Somewhere below, one line contains "Can you see the shoulder" and a later line contains "Can you see the woman with eyeglasses". Output those two lines and everything between them exactly, and nothing else.

◆ ◆ ◆ ◆

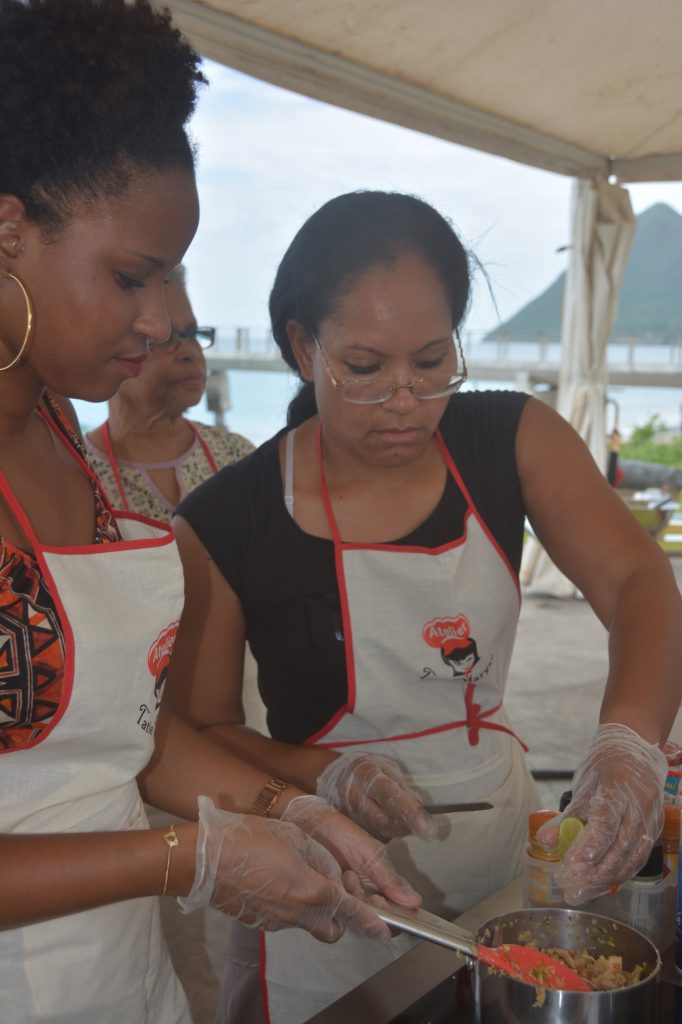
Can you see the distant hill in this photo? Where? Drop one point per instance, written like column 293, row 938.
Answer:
column 650, row 299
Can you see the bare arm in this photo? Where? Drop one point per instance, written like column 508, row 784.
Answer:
column 205, row 679
column 53, row 875
column 594, row 539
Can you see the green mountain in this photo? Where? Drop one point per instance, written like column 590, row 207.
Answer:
column 650, row 299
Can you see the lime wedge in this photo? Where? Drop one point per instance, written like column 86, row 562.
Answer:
column 569, row 829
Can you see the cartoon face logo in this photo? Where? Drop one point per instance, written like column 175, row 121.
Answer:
column 159, row 658
column 452, row 636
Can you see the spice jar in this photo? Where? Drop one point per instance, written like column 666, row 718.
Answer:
column 540, row 889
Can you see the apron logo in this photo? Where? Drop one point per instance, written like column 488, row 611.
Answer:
column 452, row 636
column 158, row 660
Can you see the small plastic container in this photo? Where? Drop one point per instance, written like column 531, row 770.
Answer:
column 540, row 889
column 644, row 902
column 673, row 786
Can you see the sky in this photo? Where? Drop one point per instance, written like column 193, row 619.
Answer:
column 268, row 158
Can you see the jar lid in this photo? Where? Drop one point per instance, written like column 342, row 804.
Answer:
column 537, row 819
column 671, row 828
column 653, row 868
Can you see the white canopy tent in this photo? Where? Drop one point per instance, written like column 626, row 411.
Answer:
column 589, row 90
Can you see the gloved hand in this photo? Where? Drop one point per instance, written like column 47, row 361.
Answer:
column 373, row 792
column 270, row 875
column 351, row 847
column 617, row 790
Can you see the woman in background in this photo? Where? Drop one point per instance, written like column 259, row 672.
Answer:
column 147, row 455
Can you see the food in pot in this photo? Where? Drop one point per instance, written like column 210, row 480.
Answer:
column 603, row 973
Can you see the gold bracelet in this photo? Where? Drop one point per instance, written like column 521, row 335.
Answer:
column 171, row 841
column 268, row 797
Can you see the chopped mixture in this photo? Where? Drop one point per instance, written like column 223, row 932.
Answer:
column 603, row 973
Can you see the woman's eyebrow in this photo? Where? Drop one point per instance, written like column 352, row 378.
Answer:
column 360, row 347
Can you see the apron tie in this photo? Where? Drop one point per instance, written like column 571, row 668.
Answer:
column 475, row 720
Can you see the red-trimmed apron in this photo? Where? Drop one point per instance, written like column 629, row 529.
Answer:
column 113, row 461
column 428, row 636
column 119, row 605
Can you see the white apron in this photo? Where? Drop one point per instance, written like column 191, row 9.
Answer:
column 428, row 636
column 118, row 604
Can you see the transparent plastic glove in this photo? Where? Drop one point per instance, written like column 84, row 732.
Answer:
column 373, row 792
column 352, row 848
column 617, row 790
column 270, row 875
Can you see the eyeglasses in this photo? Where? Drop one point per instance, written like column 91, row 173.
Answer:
column 373, row 391
column 202, row 336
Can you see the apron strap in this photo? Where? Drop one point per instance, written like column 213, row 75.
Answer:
column 336, row 537
column 206, row 450
column 109, row 450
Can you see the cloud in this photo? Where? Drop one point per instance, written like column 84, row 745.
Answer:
column 267, row 158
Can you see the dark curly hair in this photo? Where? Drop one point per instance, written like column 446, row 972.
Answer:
column 90, row 92
column 343, row 239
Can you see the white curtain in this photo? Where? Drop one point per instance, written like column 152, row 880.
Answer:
column 603, row 226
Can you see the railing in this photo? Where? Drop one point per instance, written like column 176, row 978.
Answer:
column 635, row 360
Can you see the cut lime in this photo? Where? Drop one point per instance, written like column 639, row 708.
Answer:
column 569, row 829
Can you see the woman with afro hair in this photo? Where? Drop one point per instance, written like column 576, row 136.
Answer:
column 97, row 206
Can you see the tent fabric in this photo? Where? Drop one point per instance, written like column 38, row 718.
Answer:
column 603, row 227
column 580, row 88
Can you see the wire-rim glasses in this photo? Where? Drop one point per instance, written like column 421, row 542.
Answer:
column 202, row 336
column 358, row 391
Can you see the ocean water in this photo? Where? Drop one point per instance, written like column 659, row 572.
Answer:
column 259, row 400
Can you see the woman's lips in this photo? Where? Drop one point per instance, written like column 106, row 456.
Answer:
column 400, row 435
column 132, row 364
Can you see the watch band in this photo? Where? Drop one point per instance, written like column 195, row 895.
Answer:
column 268, row 797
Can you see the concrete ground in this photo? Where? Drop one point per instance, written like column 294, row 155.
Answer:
column 555, row 686
column 556, row 680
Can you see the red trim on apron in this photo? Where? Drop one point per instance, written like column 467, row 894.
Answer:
column 69, row 644
column 475, row 719
column 351, row 690
column 39, row 549
column 109, row 451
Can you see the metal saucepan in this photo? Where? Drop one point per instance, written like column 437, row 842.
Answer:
column 501, row 999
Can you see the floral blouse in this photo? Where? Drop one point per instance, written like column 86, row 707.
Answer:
column 141, row 494
column 32, row 645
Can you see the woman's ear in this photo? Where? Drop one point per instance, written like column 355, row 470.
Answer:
column 302, row 346
column 12, row 223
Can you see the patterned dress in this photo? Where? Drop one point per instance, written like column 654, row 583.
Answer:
column 190, row 469
column 32, row 645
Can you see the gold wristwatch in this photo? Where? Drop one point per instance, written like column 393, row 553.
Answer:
column 268, row 797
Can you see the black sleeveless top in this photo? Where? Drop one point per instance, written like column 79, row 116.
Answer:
column 286, row 580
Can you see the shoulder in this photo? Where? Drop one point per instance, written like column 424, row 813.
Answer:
column 240, row 483
column 482, row 419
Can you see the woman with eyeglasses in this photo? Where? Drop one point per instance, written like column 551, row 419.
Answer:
column 147, row 455
column 370, row 555
column 97, row 206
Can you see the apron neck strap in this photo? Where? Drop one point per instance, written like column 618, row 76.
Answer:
column 109, row 450
column 336, row 537
column 205, row 449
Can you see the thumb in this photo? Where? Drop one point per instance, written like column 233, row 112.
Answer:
column 548, row 835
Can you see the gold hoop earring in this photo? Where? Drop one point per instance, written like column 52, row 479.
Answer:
column 29, row 320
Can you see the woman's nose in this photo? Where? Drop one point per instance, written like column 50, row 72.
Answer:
column 153, row 321
column 402, row 399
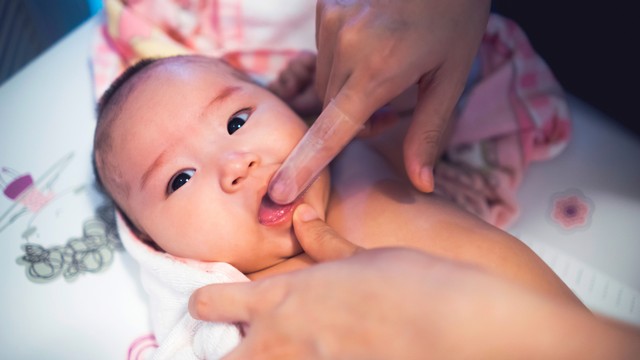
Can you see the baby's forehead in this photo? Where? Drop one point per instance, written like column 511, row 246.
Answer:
column 180, row 64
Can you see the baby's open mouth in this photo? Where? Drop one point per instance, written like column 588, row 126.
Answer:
column 271, row 213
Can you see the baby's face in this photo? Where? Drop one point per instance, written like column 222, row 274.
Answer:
column 197, row 147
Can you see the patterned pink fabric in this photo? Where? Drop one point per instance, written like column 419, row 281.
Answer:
column 256, row 36
column 514, row 113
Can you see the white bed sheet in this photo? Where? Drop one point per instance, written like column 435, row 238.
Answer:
column 75, row 295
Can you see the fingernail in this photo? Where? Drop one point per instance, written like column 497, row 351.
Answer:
column 426, row 177
column 306, row 213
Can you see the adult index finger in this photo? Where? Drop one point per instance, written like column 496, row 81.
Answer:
column 325, row 139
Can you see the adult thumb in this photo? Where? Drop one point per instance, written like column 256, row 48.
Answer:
column 318, row 239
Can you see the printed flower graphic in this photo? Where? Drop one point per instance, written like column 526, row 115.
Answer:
column 571, row 209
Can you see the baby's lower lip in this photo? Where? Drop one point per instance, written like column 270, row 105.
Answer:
column 271, row 213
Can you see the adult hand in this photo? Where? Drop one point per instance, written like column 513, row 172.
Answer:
column 399, row 303
column 369, row 52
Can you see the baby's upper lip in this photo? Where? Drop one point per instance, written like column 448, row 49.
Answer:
column 270, row 213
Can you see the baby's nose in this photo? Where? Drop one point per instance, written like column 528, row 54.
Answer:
column 236, row 168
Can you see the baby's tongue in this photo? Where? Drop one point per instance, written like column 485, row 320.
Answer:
column 271, row 213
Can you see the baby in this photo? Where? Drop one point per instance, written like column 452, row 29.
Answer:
column 186, row 146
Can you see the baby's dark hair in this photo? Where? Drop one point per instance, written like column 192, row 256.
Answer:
column 108, row 108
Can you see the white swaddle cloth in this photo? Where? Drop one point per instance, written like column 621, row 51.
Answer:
column 169, row 282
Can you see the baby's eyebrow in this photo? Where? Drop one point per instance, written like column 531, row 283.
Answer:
column 153, row 167
column 160, row 160
column 223, row 95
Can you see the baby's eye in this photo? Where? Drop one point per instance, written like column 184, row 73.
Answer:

◆ ◆ ◆ ◆

**SOLUTION TO THIS EXERCISE:**
Can you see the shoulder in this photo? Where? Drop one point per instance, written like column 424, row 813.
Answer:
column 240, row 483
column 482, row 419
Can you see the woman with eyeglasses in this photo? Where? Drop one point per instance, written like column 551, row 419.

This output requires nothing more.